* **Short problem**: Can you show every line in the listing below that contains the string "light"? Copy each one, counting only case-exact matches.

* **Raw listing**:
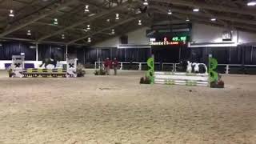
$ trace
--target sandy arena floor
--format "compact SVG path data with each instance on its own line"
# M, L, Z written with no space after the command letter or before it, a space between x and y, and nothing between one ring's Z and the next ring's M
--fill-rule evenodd
M132 71L82 78L0 73L1 144L256 142L256 76L223 76L226 88L214 90L139 85L143 73Z

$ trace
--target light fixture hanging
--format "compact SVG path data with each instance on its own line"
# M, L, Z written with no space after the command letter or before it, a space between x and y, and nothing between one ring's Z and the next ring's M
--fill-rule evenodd
M194 12L198 12L198 11L200 11L200 10L198 8L194 8L194 9L193 9L193 11Z
M168 10L168 14L170 15L170 14L173 14L173 13L171 12L171 10Z
M13 10L10 10L9 17L14 17L14 12Z
M111 34L115 34L114 29L112 29Z
M148 6L149 5L149 2L147 2L147 0L144 0L143 5L144 6Z
M211 22L215 22L217 19L215 18L213 18L210 19Z
M118 20L118 19L119 19L119 14L115 14L115 19L116 19L116 20Z
M186 22L190 22L190 18L186 18Z
M90 37L88 38L87 42L91 42L91 39L90 39Z
M58 18L54 18L54 25L58 25Z
M31 30L27 30L26 35L31 35Z
M90 30L90 25L87 25L87 30Z
M90 10L89 10L89 5L86 5L86 8L85 8L85 13L87 13L87 12L89 12Z
M249 0L247 2L247 6L256 6L256 0Z
M139 20L138 21L138 26L142 25L142 20L141 20L141 19L139 19Z

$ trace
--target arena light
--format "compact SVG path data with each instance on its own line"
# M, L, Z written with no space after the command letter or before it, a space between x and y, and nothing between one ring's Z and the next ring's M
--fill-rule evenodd
M118 20L118 19L119 19L119 14L115 14L115 19L116 19L116 20Z
M168 10L168 14L170 15L170 14L173 14L173 13L171 12L171 10Z
M190 22L190 18L186 18L186 22Z
M149 5L149 2L147 2L147 0L144 0L143 5L144 6L148 6Z
M31 30L27 30L26 35L31 35Z
M86 8L85 8L85 13L87 13L87 12L89 12L90 10L89 10L89 5L86 5Z
M87 25L87 30L90 30L90 25Z
M138 26L142 25L142 20L141 20L141 19L139 19L139 20L138 21Z
M87 38L87 42L91 42L90 38Z
M194 12L198 12L198 11L200 11L200 10L198 8L194 8L194 9L193 9L193 11Z
M111 34L115 34L114 29L112 29Z
M54 25L58 25L58 18L54 18Z
M210 19L211 22L215 22L217 19L215 18L213 18Z
M248 1L247 6L256 6L256 0L250 0L250 1Z
M13 10L10 10L9 17L14 17L14 12Z

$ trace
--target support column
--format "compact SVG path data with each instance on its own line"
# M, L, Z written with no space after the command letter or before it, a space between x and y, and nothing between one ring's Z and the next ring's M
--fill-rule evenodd
M68 45L66 45L66 54L65 54L66 61L67 61L67 54L68 54Z
M38 61L38 43L35 44L35 60Z

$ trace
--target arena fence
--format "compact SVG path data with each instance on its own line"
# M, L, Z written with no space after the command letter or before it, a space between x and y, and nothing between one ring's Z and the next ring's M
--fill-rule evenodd
M102 62L95 62L94 68L98 69ZM120 62L120 70L147 70L146 62ZM158 71L178 72L179 63L155 62L154 68ZM256 74L256 65L218 64L217 71L221 74Z

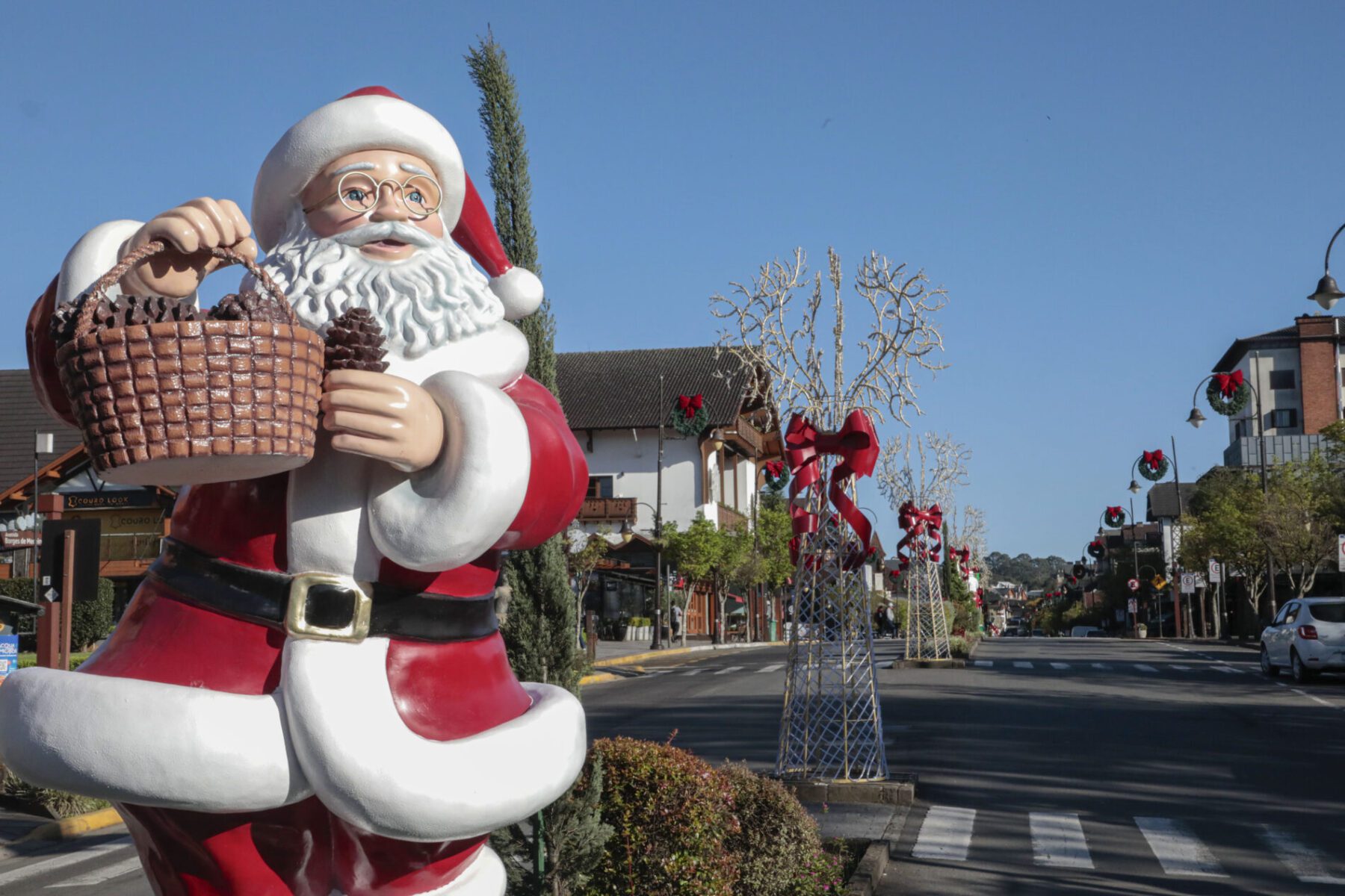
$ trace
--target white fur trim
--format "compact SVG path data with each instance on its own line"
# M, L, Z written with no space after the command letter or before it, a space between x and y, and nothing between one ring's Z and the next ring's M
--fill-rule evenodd
M444 188L440 215L449 231L463 212L463 156L444 125L405 99L363 95L311 111L266 153L253 187L252 224L262 249L276 246L285 216L308 181L342 156L362 149L401 149L425 159Z
M317 798L382 837L433 842L490 833L554 802L584 766L584 708L551 685L523 684L533 699L527 712L469 737L412 732L387 685L386 638L292 639L281 686Z
M444 412L444 450L409 477L377 466L367 519L383 556L436 572L471 563L508 531L523 506L533 453L522 412L499 388L457 371L421 387Z
M121 258L121 244L140 227L139 220L109 220L81 236L61 263L56 305L66 305L79 298L95 279L106 274ZM113 286L109 293L120 296L121 290Z
M491 277L491 292L504 304L504 320L516 321L542 306L542 281L530 270L510 267Z
M312 793L280 693L56 669L0 686L0 762L34 785L140 806L254 811Z

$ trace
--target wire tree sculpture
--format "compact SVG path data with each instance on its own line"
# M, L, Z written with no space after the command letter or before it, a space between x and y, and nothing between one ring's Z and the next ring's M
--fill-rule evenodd
M907 658L951 660L939 560L944 509L967 484L971 451L951 435L889 439L878 467L878 490L897 512L905 536L897 545L907 586ZM956 544L956 543L954 543Z
M890 416L904 423L908 412L920 414L911 375L944 367L935 360L943 349L935 316L946 294L929 287L924 271L911 274L870 253L851 289L862 312L850 322L862 320L862 332L849 376L847 294L835 250L827 250L824 275L810 274L806 254L796 249L790 261L763 265L751 283L733 283L729 296L710 300L712 313L725 321L721 352L753 371L756 398L775 403L780 419L792 416L785 439L791 457L798 454L790 446L812 438L806 437L812 426L824 434L845 430L857 412L877 450L873 422ZM804 481L812 477L816 484L831 478L831 492L800 490L800 470L791 469L794 625L776 772L790 779L877 780L888 776L888 760L873 678L869 590L855 563L866 557L869 531L868 523L858 523L862 514L855 520L849 513L853 477L829 477L837 463L850 459L822 455L816 474L804 473Z

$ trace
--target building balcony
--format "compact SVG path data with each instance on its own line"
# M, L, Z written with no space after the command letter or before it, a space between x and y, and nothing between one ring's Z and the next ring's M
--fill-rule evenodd
M635 498L584 498L580 523L635 523Z
M720 528L721 529L733 529L733 528L737 528L737 527L744 527L744 528L746 527L748 519L744 514L741 514L737 510L734 510L733 508L726 508L722 504L720 504L718 505L718 510L720 510Z
M1271 463L1306 461L1313 451L1321 451L1321 435L1267 435L1266 459ZM1244 435L1224 449L1224 466L1260 466L1260 439Z

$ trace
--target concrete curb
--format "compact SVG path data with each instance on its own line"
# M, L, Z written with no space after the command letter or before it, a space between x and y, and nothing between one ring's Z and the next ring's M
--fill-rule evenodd
M87 834L90 830L101 830L102 827L112 827L120 823L121 815L116 809L109 806L108 809L97 809L86 811L82 815L70 815L61 821L48 821L44 825L38 825L13 841L13 845L31 844L38 840L69 840L79 834Z
M886 830L882 832L882 840L873 841L863 850L859 864L846 883L846 896L873 896L878 892L878 884L888 873L888 865L893 858L892 853L896 850L897 841L901 840L901 832L907 826L907 815L909 814L911 806L897 809L892 814Z

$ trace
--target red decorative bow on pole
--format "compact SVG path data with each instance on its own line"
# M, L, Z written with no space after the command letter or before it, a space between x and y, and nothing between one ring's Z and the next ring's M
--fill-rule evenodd
M703 403L705 399L702 399L699 395L691 395L690 398L687 398L686 395L677 396L677 406L682 410L682 412L686 415L686 419L689 420L693 416L695 416L697 411L701 410L701 406Z
M897 509L897 523L905 531L905 537L897 543L897 560L904 572L911 566L909 545L915 545L915 555L924 560L929 557L939 562L939 549L943 547L943 509L937 504L931 504L928 510L921 510L911 501Z
M845 567L853 570L873 553L873 527L859 510L845 485L853 477L872 476L878 463L878 435L873 420L863 411L850 411L837 433L822 433L808 418L795 414L784 433L784 458L790 462L790 517L794 523L794 539L790 541L790 556L799 562L799 547L804 535L818 531L818 514L800 506L800 494L807 494L822 485L822 455L835 454L841 461L831 467L831 481L827 498L837 514L845 520L863 545L846 559Z
M1215 384L1219 386L1219 394L1224 398L1232 398L1237 394L1237 390L1243 387L1243 372L1233 371L1232 373L1215 373Z

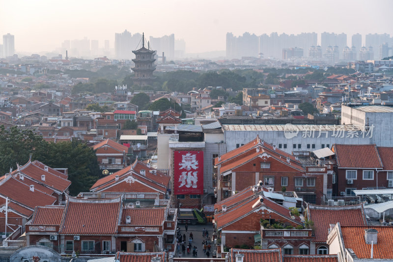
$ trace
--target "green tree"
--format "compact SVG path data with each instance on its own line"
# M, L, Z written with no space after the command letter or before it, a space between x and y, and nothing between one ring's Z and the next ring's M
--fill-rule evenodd
M31 130L21 130L16 126L7 130L3 125L0 126L0 174L9 172L10 168L15 170L17 163L27 163L29 154L45 143L42 137Z
M161 98L153 103L149 107L149 110L152 111L164 111L168 108L173 108L178 112L181 112L182 108L176 102L168 100L167 98Z
M122 129L136 129L138 127L138 123L137 122L133 120L131 121L131 120L127 120L124 123L124 124L123 125L123 127L121 128Z
M314 113L317 113L318 110L309 103L302 103L299 105L299 109L302 110L305 114L309 114L313 115Z
M138 93L131 99L131 103L138 106L138 110L144 110L150 104L150 97L144 93Z
M102 176L95 151L80 141L46 143L33 157L52 168L68 168L72 196L88 192Z

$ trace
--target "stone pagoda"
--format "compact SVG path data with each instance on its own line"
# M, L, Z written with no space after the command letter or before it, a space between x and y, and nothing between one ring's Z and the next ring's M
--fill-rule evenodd
M135 73L134 84L141 87L151 85L156 78L153 76L153 71L156 69L156 51L150 50L148 42L147 48L144 47L144 33L142 34L142 47L132 52L135 54L135 59L132 59L135 67L131 68Z

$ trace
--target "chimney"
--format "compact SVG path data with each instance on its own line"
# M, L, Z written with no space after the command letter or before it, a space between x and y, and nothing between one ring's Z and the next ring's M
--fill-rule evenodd
M131 224L131 217L130 216L126 217L126 224Z
M237 253L235 255L236 262L243 262L244 260L244 254Z
M151 262L160 262L161 261L161 258L159 256L151 258Z
M377 236L378 231L374 229L365 230L365 240L366 244L370 244L371 242L375 244L377 243Z

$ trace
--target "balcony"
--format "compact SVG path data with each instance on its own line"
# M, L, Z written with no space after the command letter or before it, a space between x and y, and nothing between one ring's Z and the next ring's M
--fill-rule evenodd
M123 169L126 167L125 165L118 164L99 164L100 169Z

* **Result of the exercise**:
--target light fixture hanging
--target arena light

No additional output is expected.